##### Document extract

I've been stuck on this question for the last 40 minutes and while it seems fairly straightforward I just can't get anywhere with it and so thought I would ask the wonderful people of TSR for some help!
Also, please excuse me typing it out, I never managed to figure out how to use LATEX.
I need to find the integral from 0 to infinity of exp(-y)cos(xy)dy
As far as i'm aware using integration by parts is a must here so I took the following:
u = exp(-y)
v' = cos(xy)
SO
u' = -exp(-y)
v = [sin(xy)]/x
which gives (using I to stand for the integral from 0 to infinity)

##########
##### Dataset content

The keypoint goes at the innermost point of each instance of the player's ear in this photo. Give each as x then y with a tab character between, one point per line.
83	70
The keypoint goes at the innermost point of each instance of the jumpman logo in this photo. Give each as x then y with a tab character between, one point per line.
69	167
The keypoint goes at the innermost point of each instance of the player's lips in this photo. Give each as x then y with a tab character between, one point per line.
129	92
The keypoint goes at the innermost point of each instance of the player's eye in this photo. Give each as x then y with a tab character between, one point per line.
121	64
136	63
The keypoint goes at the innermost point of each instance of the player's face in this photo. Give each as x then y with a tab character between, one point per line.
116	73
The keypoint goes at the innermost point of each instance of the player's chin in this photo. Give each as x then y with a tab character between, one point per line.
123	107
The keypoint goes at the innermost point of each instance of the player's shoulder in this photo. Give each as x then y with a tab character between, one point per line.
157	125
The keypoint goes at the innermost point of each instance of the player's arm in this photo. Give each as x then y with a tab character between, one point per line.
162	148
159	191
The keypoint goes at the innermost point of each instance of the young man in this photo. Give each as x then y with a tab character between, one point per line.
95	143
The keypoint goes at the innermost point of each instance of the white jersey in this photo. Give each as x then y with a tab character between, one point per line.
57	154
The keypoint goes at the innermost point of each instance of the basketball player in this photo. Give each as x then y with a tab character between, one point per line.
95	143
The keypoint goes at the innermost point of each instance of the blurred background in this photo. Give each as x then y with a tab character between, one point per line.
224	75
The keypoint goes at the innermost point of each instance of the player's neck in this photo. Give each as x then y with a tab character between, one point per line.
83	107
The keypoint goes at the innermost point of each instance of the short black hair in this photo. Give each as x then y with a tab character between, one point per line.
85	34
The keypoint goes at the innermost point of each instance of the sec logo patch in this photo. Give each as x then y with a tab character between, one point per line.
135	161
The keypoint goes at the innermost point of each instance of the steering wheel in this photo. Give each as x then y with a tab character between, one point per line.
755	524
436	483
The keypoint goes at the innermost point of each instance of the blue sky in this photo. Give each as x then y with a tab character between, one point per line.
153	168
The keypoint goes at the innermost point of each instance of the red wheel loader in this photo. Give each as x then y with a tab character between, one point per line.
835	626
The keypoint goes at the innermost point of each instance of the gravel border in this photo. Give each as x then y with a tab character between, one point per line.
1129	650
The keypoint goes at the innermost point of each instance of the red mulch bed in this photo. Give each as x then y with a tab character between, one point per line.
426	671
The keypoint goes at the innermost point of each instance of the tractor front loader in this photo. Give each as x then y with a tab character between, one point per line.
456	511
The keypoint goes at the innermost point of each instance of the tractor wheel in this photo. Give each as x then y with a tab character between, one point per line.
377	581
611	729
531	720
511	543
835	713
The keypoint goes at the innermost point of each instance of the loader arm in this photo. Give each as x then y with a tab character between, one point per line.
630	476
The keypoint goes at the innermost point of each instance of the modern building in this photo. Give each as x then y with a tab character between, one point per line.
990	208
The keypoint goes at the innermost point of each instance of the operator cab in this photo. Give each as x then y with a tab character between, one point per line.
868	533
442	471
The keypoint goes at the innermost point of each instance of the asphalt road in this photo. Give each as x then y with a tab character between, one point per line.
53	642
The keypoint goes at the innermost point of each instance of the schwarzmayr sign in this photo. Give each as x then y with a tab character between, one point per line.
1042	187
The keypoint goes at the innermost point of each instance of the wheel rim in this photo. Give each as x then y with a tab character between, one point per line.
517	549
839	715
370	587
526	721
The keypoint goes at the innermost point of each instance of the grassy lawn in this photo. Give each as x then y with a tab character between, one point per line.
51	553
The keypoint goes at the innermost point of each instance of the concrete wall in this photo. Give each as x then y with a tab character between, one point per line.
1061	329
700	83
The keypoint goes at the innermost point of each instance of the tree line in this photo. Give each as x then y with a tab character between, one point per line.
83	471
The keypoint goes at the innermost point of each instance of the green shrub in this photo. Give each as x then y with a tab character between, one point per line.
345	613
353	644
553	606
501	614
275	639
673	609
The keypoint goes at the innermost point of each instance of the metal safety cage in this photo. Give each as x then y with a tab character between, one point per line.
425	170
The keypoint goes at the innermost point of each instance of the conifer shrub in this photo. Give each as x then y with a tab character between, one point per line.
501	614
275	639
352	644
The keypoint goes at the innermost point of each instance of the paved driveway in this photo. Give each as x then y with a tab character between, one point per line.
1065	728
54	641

##########

Given task A
Reproduce the integration forum post from "I've been stuck" to "u' = -exp(-y)".
Given task B
Carry on writing the integration forum post, starting right after its final line.

Exercise result A
I've been stuck on this question for the last 40 minutes and while it seems fairly straightforward I just can't get anywhere with it and so thought I would ask the wonderful people of TSR for some help!
Also, please excuse me typing it out, I never managed to figure out how to use LATEX.
I need to find the integral from 0 to infinity of exp(-y)cos(xy)dy
As far as i'm aware using integration by parts is a must here so I took the following:
u = exp(-y)
v' = cos(xy)
SO
u' = -exp(-y)

Exercise result B
[exp(-y)sin(xy)]/x - I[-exp(-y)sin(xy)]/x
From then I need to use parts again and I take:
u = sin(xy)/x
v' = -exp(-y)/x
SO
u' = cos(xy)
v = exp(-y)/x
Which then gives me:
[exp(-y)sin(xy)]/x - [[exp(-y)sin(xy)]/x^2 - I[cos(xy)exp(-y)/x]]
But from here it all seems to fall apart.
I know what the answer needs to be, I know it has to be:
exp(-y)[xsin(xy)-cos(xy)]
------------------------------
1+x^2
but I have no idea how to get to there.
Thanks very much.